Extract provided |
+++
Africa’s most charitable footballers
The beautiful game is lucky to have such esteemed ambassadors in its ranks because for many young people in Africa, these footballers are superheroes:
- Didier Drogba
- Michael Essien
- Nwankwo Kanu
- Samuel Eto’o
- Joseph Yobo
One of Chelsea’s favourite sons is revered for being the man who won the London club their first ever Champions League title. Drogba’s imposing presence on the pitch is now mirrored by the positive influence felt through his considerable humanitarian efforts.
The Didier Drogba Foundation is funded by the player’s large endorsement deals and these funds are distributed to healthcare and charity projects. Over and above these efforts, Drogba is pivotal to numerous humanitarian causes in the Ivory Coast including the building of a $3m hospital.
Didier Drogba is widely regarded as one of the greatest African footballers in history. His dressing room pleas in October 2005 (after helping his nation qualify for the 2006 World Cup) that brought about the end of civil war in the Ivory Coast will see Drogba go down not only as as a great footballer, but as an iconic Ivorian.
‘The Bison’ represented some of the biggest clubs in Europe and he was a driving force for Ghana, too, before injuries curtailed his impressive career. The Michael Essien Foundation provides basic infrastructure in Awutu Breku, Michael’s home town. The Foundation has extended its work to providing clean water for residents through a borehole system, as well as healthcare and hygiene services.
The Michael Essien Foundation also has a vested interest in education and women’s empowerment through the provision of library facilities for young and old Ghanaians who wouldn’t otherwise be able to afford those luxuries.
One of the true cult figures in Premier League history for Arsenal, the lanky Nigerian also represented Ajax and Inter Milan during a glittering and highly-decorated career.
It could have all gone very differently for Kanu, however, after Italian doctors identified serious defects with the player’s heart when he was only 20. Following a rapid recovery, Nwankwo set up the Kanu Heart Foundation so that Nigerian children with heart defects could receive corrective surgery.
+++
Data to examine |
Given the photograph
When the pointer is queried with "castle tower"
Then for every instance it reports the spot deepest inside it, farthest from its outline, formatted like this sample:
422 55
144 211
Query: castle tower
+++
Problems and tasks |
a - From the article on Africa's most charitable footballers, reproduce word for word the passage that opens with the words containing "Didier Drogba is" and closes with "and hygiene services.".
b - In the article on Africa's most charitable footballers, what was the cost of the hospital whose construction in the Ivory Coast Drogba is credited with?
c - Carry on writing the article on Africa's most charitable footballers, beginning right after its final sentence.

Outputs for the tasks |
a -
Didier Drogba is widely regarded as one of the greatest African footballers in history. His dressing room pleas in October 2005 (after helping his nation qualify for the 2006 World Cup) that brought about the end of civil war in the Ivory Coast will see Drogba go down not only as as a great footballer, but as an iconic Ivorian.
‘The Bison’ represented some of the biggest clubs in Europe and he was a driving force for Ghana, too, before injuries curtailed his impressive career. The Michael Essien Foundation provides basic infrastructure in Awutu Breku, Michael’s home town. The Foundation has extended its work to providing clean water for residents through a borehole system, as well as healthcare and hygiene services.

b - $3m

c -
The Foundation has carried out open heart surgeries in Israel, England and India and Kanu’s aim is to raise enough money to build a specialist facility in Nigeria.
It’s beautifully fitting that a man who struggled with heart problems ended up having one of the biggest hearts in world football.
The Baby-Faced Assassin enjoyed an illustrious career for that fabled Barcelona team and is a total gentleman off the pitch. Universally respected as one of the most lethal strikers in the modern game, Eto’o’s wide appeal and influence is obvious.
The Samuel Eto’o Foundation was designed for children in West Africa and ripple effects of its positive work are felt in healthcare, education & social inclusion through sports.
Any regular watcher of the Premier League in the early 2000s would have undoubtedly enjoyed the consistent displays of Nigerian stalwart Joseph Yobo. Most notably a rock-solid centre back for Everton over 9 years, Yobo also has an eye for giving back.
The Joseph Yobo Foundation has handed out educational scholarships in Nigeria to help educational development from primary school right through to the tertiary level.
Joseph has also built a football academy which he hopes will educate young Nigerians about the beautiful game.